— start RECORDS FOR THE EXERCISE —

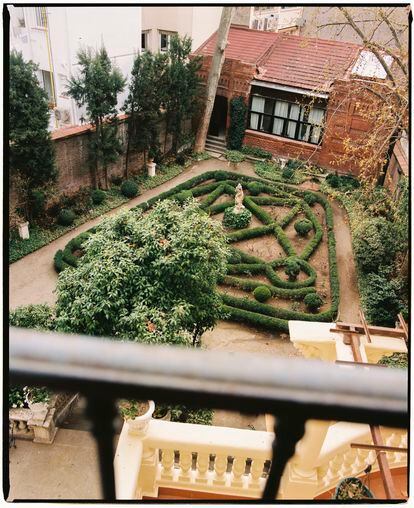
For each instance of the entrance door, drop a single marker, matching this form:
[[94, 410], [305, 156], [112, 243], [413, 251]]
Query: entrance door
[[218, 119]]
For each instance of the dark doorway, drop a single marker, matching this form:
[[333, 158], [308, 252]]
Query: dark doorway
[[218, 119]]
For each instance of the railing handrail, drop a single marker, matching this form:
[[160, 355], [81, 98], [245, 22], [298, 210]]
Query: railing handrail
[[253, 383]]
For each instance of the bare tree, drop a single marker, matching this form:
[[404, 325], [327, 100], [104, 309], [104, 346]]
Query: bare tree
[[213, 77]]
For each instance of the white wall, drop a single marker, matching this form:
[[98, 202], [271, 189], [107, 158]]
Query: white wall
[[71, 28]]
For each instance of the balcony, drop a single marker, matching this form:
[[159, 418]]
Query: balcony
[[304, 457]]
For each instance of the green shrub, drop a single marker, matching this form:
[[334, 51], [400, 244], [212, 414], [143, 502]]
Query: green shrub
[[98, 196], [292, 268], [234, 156], [310, 198], [37, 202], [234, 220], [374, 242], [182, 196], [255, 188], [287, 173], [333, 180], [396, 360], [129, 188], [313, 301], [262, 293], [180, 159], [66, 217], [303, 226], [256, 151], [238, 112], [380, 299]]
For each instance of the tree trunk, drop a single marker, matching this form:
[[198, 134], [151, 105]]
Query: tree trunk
[[213, 78]]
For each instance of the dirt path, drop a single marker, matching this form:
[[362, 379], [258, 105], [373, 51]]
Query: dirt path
[[33, 278]]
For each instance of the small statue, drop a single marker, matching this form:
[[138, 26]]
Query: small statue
[[239, 199]]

— end RECORDS FOR THE EXERCISE —

* **DIRECTIONS FOR THIS TASK**: Copy out every record above word for word, leaving out the pictures.

* **FINAL RESULT**:
For each instance of the entrance door, drop a single marker, matching this form:
[[94, 410], [305, 156], [112, 243], [413, 251]]
Query: entrance door
[[218, 119]]
For each instance of the dark doorway, drop a single marker, matching this form:
[[333, 158], [308, 252]]
Query: dark doorway
[[218, 119]]
For each instance of the railing handrail, drop a single marker, matching this form:
[[160, 355], [81, 98], [245, 22], [298, 210]]
Query: railing handrail
[[253, 383]]
For each instance of the bare tree, drop a single marker, matching this form:
[[404, 325], [327, 100], [104, 309], [104, 346]]
Query: bare tree
[[213, 77]]
For each instance of the white wall, drop a single marker, matching this form:
[[98, 202], [271, 189], [107, 158]]
Query: white wall
[[71, 28]]
For each instance of the balcony, drop a single marker, matching this form:
[[159, 418]]
Query: balcony
[[304, 457]]
For each instance of the green shrub, drop a single marker, matching this form:
[[334, 51], [400, 244], [212, 414], [143, 502]]
Query: green shrub
[[98, 196], [292, 268], [234, 156], [310, 198], [37, 202], [234, 220], [374, 242], [182, 196], [255, 188], [287, 173], [333, 180], [396, 360], [129, 188], [313, 301], [262, 293], [180, 159], [66, 217], [303, 226], [256, 151], [238, 112], [380, 299]]
For each instance of the tree trunk, drop a single marker, matching this form:
[[198, 134], [151, 105]]
Query: tree trunk
[[213, 78]]
For each instance of the dirt path, drop a single marker, matching this form:
[[362, 379], [258, 105], [373, 51]]
Query: dirt path
[[33, 278]]
For each instance of the small statue, drop a single marker, matching this form:
[[138, 26]]
Query: small statue
[[239, 199]]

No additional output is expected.